EXTRACT PROVIDED:

Furthermore, according to the AP, the wealthy have experienced the sharpest decline in their net worth in nearly 50 years and, as a result, those that previously decided to cater primarily to the newly-blossomed upper class, like Las Vegas for instance, are now rapidly lowering their sights to attract ordinary people. Luxury sales declined 34.5% in the first week of December and surprising bargains are increasingly available at stores like Saks Fifth Avenue and Neiman Marcus.
Plunging interest rates in conjunction with soaring foreclosures are also providing bargains in real estate that have not been seen in years. In some parts of the Los Angeles Basin, for example, attractive ranch-style homes can be purchased for under $100,000 with the seller paying all the closing costs. As another indication of how topsy-turvy this world can get, the resulting total monthly housing cost, even with a no-down-payment loan, can be hundreds of dollars less than the property's rental value.
There's even good news for criminals. Due to the economic storm, 19 states have slashed court budgets and justice is being delayed from coast to coast. New Hampshire, described in the L.A. Times as the "poster child" for the problem, plans to halt all civil and criminal jury trials for at least one month to avoid paying the jurors' per diems.
And, despite the large number of layoffs currently being experienced, some job opportunities are springing up in unusual places. Manufacturers that provide relatively inexpensive, yet catchy products, such as the Lego Company of Denmark, are doing quite well. There is also an increasing demand for employees in the mental health field and for those that man the suicide hot lines. Payday lenders and pawn shops have been reported to be doing a brisk business with additional job opportunities opening up as well.
There's even good news for those that like Chinese Food. It was reported this week that the Chinese are finally drawing the line and deciding to stop serving cat. Nevertheless, if you happen to be in Guangdong and you don't want cat, you'd better order bacon and eggs.

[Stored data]
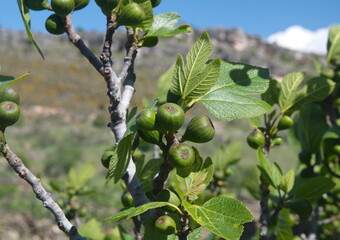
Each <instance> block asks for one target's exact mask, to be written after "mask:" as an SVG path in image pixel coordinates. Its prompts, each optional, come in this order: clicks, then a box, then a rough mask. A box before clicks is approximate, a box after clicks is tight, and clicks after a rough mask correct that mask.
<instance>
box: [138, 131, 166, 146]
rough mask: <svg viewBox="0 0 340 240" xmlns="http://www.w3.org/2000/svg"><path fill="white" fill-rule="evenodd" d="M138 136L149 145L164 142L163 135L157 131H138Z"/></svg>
mask: <svg viewBox="0 0 340 240" xmlns="http://www.w3.org/2000/svg"><path fill="white" fill-rule="evenodd" d="M138 135H139V137H140V138H141V139H143V140H144V141H145V142H147V143H151V144H159V143H160V142H161V141H162V134H161V133H160V132H158V131H157V130H154V131H143V130H138Z"/></svg>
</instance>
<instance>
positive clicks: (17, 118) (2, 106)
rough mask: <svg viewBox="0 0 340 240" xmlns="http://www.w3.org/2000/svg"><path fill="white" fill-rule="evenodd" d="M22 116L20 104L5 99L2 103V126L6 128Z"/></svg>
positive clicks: (1, 106)
mask: <svg viewBox="0 0 340 240" xmlns="http://www.w3.org/2000/svg"><path fill="white" fill-rule="evenodd" d="M19 117H20V108H19V106H18V105H17V104H16V103H14V102H10V101H4V102H2V103H0V127H1V129H5V128H6V127H8V126H12V125H13V124H14V123H16V122H17V121H18V119H19Z"/></svg>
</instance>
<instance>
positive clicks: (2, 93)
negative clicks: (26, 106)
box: [0, 86, 20, 104]
mask: <svg viewBox="0 0 340 240" xmlns="http://www.w3.org/2000/svg"><path fill="white" fill-rule="evenodd" d="M4 101H10V102H14V103H16V104H19V103H20V95H19V94H18V93H17V92H16V91H15V90H14V89H13V88H10V87H7V86H2V87H0V102H4Z"/></svg>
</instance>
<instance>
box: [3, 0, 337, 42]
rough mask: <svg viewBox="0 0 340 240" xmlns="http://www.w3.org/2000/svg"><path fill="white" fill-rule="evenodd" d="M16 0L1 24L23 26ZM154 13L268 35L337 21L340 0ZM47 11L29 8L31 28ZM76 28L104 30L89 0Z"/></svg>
mask: <svg viewBox="0 0 340 240" xmlns="http://www.w3.org/2000/svg"><path fill="white" fill-rule="evenodd" d="M16 2H17V1H15V0H1V5H6V7H1V8H0V26H1V27H4V28H9V29H23V28H24V27H23V24H22V22H21V19H20V15H19V12H18V9H17V3H16ZM154 11H155V14H158V13H162V12H171V11H174V12H178V13H179V14H180V15H181V16H182V19H183V22H185V23H189V24H191V25H192V26H194V27H198V28H202V29H203V28H209V27H216V26H224V27H228V28H235V27H240V28H242V29H244V31H245V32H247V33H250V34H255V35H259V36H262V37H263V38H267V37H268V36H270V35H271V34H273V33H276V32H279V31H284V30H285V29H287V28H288V27H289V26H292V25H300V26H302V27H304V28H307V29H309V30H313V31H314V30H317V29H319V28H325V27H328V26H330V25H332V24H337V23H338V24H339V23H340V1H339V0H209V1H207V0H205V1H203V0H163V1H162V3H161V5H159V6H158V7H157V8H155V9H154ZM50 14H51V13H50V12H49V11H39V12H36V11H32V13H31V15H32V29H33V30H35V31H40V32H45V29H44V22H45V19H46V18H47V17H48V16H49V15H50ZM74 23H75V25H76V27H81V28H83V29H85V30H97V31H104V29H105V18H104V16H103V15H102V14H101V11H100V10H99V8H98V7H97V6H96V4H95V2H94V0H91V2H90V4H89V6H88V7H86V8H85V9H83V10H82V11H78V12H76V13H75V14H74Z"/></svg>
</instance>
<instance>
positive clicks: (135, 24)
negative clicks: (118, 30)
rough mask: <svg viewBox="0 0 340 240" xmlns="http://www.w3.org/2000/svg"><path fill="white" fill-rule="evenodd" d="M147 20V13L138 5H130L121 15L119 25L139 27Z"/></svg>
mask: <svg viewBox="0 0 340 240" xmlns="http://www.w3.org/2000/svg"><path fill="white" fill-rule="evenodd" d="M144 19H145V12H144V10H143V8H142V7H141V6H140V5H139V4H138V3H134V2H132V3H129V4H128V5H126V6H125V7H124V8H123V9H122V11H121V12H120V13H119V16H118V18H117V24H118V25H119V26H122V25H124V26H132V27H133V26H137V25H139V24H141V23H142V22H143V21H144Z"/></svg>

THE TASK:
Can you carry the piece on the economic downturn's unexpected upsides further, picking up after its final paragraph?

EXPECTED ANSWER:
The Good News Resourcefulness Award, however, definitely goes to Jerrigrace Lyons of Sebastopol, California. Jerrigrace has fashioned an unusual job opportunity out of the uncertainties of the economic crisis together with the certainty of death. Describing herself as a "death midwife," she helps her clients through the process of holding funerals and even burials at home.
Actually she's not the only one in the country, but she caught the attention of a Times reporter whose story revealed this to be a rapidly growing industry.
Jerrigrace and others in the field help families deal with the necessary paperwork and required permits involved. Jerrigrace, herself, even teaches workshops on how to care for a body while it is in the family home.
In summing up this unique job opportunity, she says "As a death midwife, I'm helping to usher a person out of this world and into the next. It is really the same threshold as birth. I think of it as the comings and goings of our spirit. We come in and we go out. But it is the same doorway."
Congratulations to you, Jerrigrace Lyons, on successfully helping to turn a double tragedy into a growth industry. You and others like you truly represent the indomitable spirit that has made this country what it is today.
Dave McGill, News Correspondent
Dave's column, "The Contrarian," generally published every Friday, to Gather Essential News will sometimes present a contrary view to various aspects of the news, or an alternate take on the conventional wisdom of the day, and will often appear on other days of the week
Dave has been a senior officer of an eastern insurance company, involved in economic projections and investment strategy, president of a Midwestern mortgage banking company, and a financial consultant in Southern California, serving clients in the field of commercial real estate development.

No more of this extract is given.